- Short task -
Copy everything in the material from the line containing "Query: white cloud" down to the end, swapping "target" for "object" and leaving all else unchanged.

▬▬▬▬▬▬

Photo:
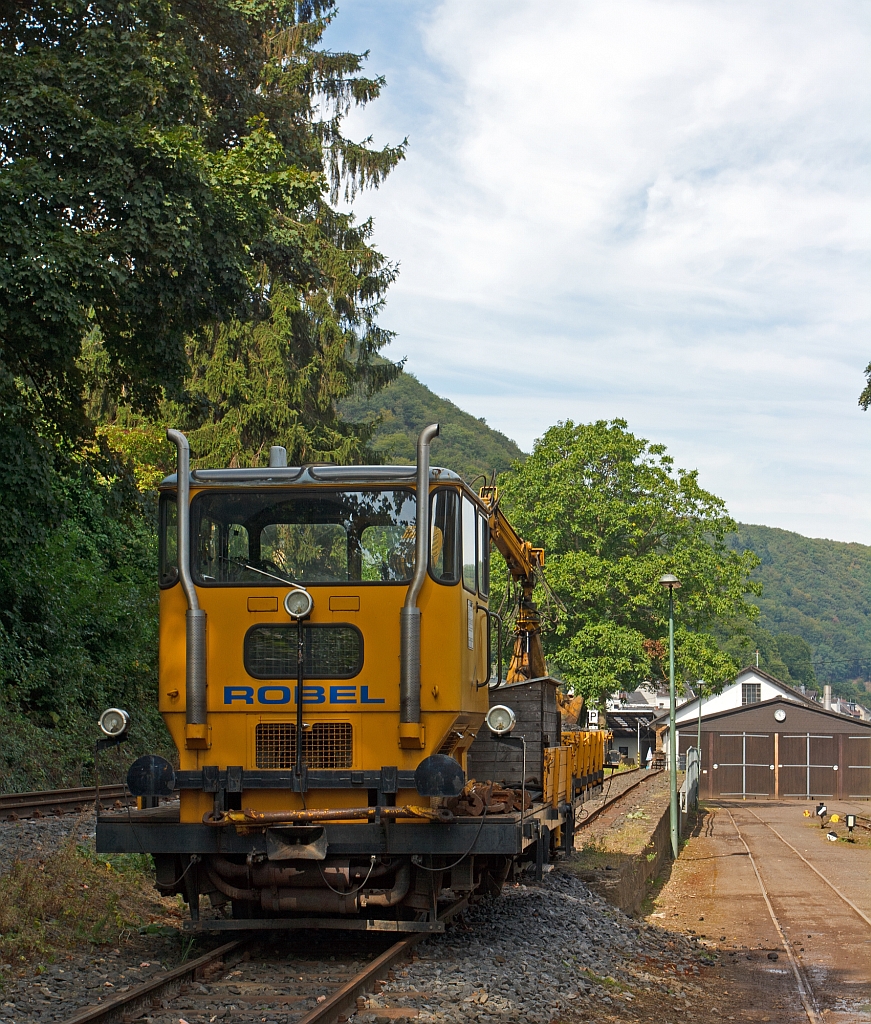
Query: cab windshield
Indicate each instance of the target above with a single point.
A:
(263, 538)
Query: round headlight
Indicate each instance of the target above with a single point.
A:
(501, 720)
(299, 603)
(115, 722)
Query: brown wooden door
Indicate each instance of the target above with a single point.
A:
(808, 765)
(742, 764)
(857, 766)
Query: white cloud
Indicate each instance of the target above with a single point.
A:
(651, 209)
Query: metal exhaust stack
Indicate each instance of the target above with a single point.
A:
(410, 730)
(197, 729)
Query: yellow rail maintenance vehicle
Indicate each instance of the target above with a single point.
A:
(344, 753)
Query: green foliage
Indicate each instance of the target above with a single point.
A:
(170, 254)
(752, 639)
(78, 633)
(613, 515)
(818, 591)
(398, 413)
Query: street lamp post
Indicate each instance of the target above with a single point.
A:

▬▬▬▬▬▬

- Finished answer -
Query: white cloud
Indicate each instance of the object above with a single point.
A:
(651, 209)
Query: metal exhaust stack
Indicate each instance of the object above with a single point.
A:
(410, 730)
(197, 729)
Query: yellow rail maintenance vehicle
Indicate each instance of the object above with a single point.
A:
(344, 753)
Query: green foliage
Indicate each instance of the object above with a single point.
A:
(170, 254)
(752, 639)
(78, 633)
(613, 515)
(818, 591)
(398, 413)
Query: street lamp post
Indicate each instance of the object above with a single point.
A:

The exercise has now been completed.